**ASSIGNMENT 1:** Pull the passage from the podcast page about Mutale Nkonde, starting at "The idea behind" and ending after "into a podcast.". Copy it word for word.
**ASSIGNMENT 2:** Write the next part of the podcast page about Mutale Nkonde and AI for the People, continuing after its final sentence.

**EXTRACT PROVIDED:**
[Start of section]

On AI and Why We Need Humans (and Tiger King)—Mutale Nkonde, AI for the People

With a Side of Knowledge

The idea behind this show is pretty simple: We invite scholars, makers, and professionals out to brunch for an informal conversation about their work, and then we turn those brunches into a podcast.

It’s a tough job, but somebody has to do it.

An expert on race and technology, Mutale Nkonde is the founding CEO of AI for the People, a nonprofit creative agency. She is currently a fellow at the Berkman Klein Center for Internet & Society at Harvard University and at Stanford University’s Digital Civil Society Lab. She has also been a fellow at the research institute Data & Society, and her work has been covered by MIT Technology Review, WIRED, and PBS NewsHour, among others.

Mutale and host Ted Fox were supposed to get brunch back in mid-March, when she was scheduled to be a panelist at a conference hosted by the Notre Dame Technology Ethics Center, a new center at the University that supports multi- and interdisciplinary research on questions related to the impact of technology on humanity.

[End of section]

**SOURCE DATA:**

[Start of section]

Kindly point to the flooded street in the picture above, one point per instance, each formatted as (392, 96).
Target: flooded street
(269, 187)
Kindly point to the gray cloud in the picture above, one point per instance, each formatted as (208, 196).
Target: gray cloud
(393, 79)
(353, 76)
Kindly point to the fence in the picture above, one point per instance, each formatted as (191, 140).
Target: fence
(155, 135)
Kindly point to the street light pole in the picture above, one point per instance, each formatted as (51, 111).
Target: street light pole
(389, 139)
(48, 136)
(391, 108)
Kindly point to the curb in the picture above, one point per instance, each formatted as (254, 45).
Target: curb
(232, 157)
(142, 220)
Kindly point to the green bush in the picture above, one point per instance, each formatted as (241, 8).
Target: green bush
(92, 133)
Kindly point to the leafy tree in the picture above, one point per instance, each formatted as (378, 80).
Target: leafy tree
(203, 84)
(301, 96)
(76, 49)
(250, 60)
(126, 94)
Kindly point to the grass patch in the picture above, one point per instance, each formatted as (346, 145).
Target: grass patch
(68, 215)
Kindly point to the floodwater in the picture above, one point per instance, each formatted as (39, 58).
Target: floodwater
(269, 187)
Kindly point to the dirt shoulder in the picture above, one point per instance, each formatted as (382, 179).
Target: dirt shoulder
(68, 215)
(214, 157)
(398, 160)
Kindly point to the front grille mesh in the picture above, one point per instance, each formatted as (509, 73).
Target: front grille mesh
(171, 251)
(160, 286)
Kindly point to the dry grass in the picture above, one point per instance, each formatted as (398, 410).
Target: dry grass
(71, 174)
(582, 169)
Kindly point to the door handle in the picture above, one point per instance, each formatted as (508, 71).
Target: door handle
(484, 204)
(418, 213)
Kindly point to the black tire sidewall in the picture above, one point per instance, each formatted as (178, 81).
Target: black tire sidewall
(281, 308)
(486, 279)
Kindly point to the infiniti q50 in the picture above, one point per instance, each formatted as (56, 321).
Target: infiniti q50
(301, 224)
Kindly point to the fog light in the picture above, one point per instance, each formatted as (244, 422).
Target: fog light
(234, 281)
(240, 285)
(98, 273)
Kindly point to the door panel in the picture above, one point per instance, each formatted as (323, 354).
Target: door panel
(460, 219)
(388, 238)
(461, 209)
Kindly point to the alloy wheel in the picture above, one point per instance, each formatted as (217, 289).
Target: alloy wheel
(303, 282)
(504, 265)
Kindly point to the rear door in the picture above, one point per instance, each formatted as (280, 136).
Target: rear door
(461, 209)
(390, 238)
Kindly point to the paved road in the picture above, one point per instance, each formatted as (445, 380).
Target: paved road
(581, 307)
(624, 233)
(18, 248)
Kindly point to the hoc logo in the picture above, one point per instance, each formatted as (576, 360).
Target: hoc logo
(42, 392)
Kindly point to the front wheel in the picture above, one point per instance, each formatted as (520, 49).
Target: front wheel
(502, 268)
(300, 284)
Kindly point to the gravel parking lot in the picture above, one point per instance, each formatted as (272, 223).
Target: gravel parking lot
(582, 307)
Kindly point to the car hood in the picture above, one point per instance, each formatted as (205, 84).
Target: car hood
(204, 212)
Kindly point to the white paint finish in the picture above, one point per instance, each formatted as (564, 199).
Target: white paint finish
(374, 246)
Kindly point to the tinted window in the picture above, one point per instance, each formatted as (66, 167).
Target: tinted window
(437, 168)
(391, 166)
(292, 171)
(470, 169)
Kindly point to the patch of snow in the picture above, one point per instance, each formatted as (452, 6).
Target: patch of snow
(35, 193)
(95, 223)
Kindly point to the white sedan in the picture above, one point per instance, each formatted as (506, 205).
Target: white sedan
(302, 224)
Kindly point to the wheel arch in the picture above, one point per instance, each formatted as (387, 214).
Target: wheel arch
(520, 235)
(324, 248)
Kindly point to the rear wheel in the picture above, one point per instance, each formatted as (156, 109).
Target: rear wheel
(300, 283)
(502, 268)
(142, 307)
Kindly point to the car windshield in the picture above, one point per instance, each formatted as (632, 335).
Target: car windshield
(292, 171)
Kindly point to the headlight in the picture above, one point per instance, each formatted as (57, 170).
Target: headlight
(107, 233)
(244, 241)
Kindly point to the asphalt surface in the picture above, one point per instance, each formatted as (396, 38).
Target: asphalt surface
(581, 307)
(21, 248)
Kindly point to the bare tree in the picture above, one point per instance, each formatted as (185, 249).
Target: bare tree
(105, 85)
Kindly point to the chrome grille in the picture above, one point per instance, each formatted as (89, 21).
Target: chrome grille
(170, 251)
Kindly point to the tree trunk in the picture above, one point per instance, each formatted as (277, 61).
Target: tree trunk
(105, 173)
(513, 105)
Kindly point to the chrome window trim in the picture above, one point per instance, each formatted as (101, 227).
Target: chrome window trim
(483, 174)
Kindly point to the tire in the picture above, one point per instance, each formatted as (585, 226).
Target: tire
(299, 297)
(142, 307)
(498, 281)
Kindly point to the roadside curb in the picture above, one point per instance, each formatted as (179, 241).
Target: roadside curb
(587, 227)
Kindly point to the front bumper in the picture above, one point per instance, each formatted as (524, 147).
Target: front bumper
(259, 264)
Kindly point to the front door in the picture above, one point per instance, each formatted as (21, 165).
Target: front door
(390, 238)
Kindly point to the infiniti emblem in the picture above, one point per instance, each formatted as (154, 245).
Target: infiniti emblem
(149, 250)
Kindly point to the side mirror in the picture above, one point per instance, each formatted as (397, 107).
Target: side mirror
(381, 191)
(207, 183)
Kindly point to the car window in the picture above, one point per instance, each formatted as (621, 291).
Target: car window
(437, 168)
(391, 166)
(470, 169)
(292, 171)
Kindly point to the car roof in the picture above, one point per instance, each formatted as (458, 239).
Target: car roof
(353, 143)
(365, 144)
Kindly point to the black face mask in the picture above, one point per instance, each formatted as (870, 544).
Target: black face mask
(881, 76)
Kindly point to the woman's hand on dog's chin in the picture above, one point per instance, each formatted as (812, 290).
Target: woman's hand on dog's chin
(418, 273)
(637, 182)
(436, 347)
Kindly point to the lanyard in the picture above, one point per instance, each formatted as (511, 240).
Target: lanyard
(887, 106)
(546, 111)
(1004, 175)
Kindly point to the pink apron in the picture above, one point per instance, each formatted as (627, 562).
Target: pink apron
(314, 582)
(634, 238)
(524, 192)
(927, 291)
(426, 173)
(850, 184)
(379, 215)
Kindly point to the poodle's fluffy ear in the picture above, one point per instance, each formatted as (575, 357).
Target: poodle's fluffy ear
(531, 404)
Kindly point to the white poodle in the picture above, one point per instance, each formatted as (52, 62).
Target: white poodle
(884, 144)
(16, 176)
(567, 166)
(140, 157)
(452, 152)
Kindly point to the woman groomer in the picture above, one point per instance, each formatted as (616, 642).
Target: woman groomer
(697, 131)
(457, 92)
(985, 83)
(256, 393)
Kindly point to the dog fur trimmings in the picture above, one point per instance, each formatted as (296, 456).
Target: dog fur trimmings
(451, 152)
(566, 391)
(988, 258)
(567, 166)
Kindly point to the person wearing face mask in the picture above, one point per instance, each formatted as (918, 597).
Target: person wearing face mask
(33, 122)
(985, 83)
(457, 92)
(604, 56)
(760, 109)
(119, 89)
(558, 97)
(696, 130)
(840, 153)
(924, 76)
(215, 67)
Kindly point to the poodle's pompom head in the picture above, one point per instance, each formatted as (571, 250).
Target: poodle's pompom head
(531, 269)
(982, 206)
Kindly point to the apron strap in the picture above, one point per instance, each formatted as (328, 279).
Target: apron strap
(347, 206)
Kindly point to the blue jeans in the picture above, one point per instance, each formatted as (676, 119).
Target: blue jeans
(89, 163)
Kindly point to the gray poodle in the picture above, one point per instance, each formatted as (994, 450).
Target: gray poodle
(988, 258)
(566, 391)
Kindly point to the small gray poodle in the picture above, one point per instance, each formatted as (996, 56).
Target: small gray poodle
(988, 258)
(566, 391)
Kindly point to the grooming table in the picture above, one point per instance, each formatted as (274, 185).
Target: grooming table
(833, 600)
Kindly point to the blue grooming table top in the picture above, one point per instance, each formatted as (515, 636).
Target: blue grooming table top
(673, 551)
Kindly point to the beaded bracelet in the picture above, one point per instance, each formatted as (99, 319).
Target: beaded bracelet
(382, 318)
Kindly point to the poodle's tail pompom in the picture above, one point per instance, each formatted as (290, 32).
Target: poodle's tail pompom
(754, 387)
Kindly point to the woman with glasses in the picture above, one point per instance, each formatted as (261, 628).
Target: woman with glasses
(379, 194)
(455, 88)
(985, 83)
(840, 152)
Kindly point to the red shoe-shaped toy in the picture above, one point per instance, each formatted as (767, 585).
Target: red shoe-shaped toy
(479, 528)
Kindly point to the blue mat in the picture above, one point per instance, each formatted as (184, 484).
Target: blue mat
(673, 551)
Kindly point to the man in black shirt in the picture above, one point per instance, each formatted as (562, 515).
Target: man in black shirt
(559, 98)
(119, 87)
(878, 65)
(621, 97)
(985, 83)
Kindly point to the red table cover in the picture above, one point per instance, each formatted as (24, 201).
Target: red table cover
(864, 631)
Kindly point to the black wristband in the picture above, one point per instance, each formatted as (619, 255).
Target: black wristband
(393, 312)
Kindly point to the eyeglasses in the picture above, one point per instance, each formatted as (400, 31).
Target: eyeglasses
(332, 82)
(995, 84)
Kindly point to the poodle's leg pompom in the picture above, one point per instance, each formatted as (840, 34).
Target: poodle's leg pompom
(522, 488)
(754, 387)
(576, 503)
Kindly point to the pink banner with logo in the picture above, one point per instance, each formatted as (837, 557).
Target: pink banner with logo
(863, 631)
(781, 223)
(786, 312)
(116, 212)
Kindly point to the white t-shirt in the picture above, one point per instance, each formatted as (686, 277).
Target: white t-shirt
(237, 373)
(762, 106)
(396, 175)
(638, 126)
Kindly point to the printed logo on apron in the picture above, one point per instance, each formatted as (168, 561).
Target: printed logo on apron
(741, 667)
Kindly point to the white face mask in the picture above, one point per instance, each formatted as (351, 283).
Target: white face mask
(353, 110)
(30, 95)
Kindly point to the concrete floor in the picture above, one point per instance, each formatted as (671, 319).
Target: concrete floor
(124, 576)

[End of section]

**YOUR RESPONSE 1:**
The idea behind this show is pretty simple: We invite scholars, makers, and professionals out to brunch for an informal conversation about their work, and then we turn those brunches into a podcast.

**YOUR RESPONSE 2:**
However, like pretty much everything else these last couple of months, that event had to be cancelled. Fortunately, Mutale was still up for doing the podcast remotely, so she and Ted traded waffles for Zoom and had a conversation about artificial intelligence that started out by digging into what AI, machine learning, and deep learning even are. They then talked about the ways this seemingly dispassionate tech can exhibit very real bias—not to mention its implications for privacy and the future of work in the age of COVID-19—as well as her work on Capitol Hill and at Harvard.

As for the three minutes they spent on Netflix’s Tiger King? Even that wound its way back to algorithms.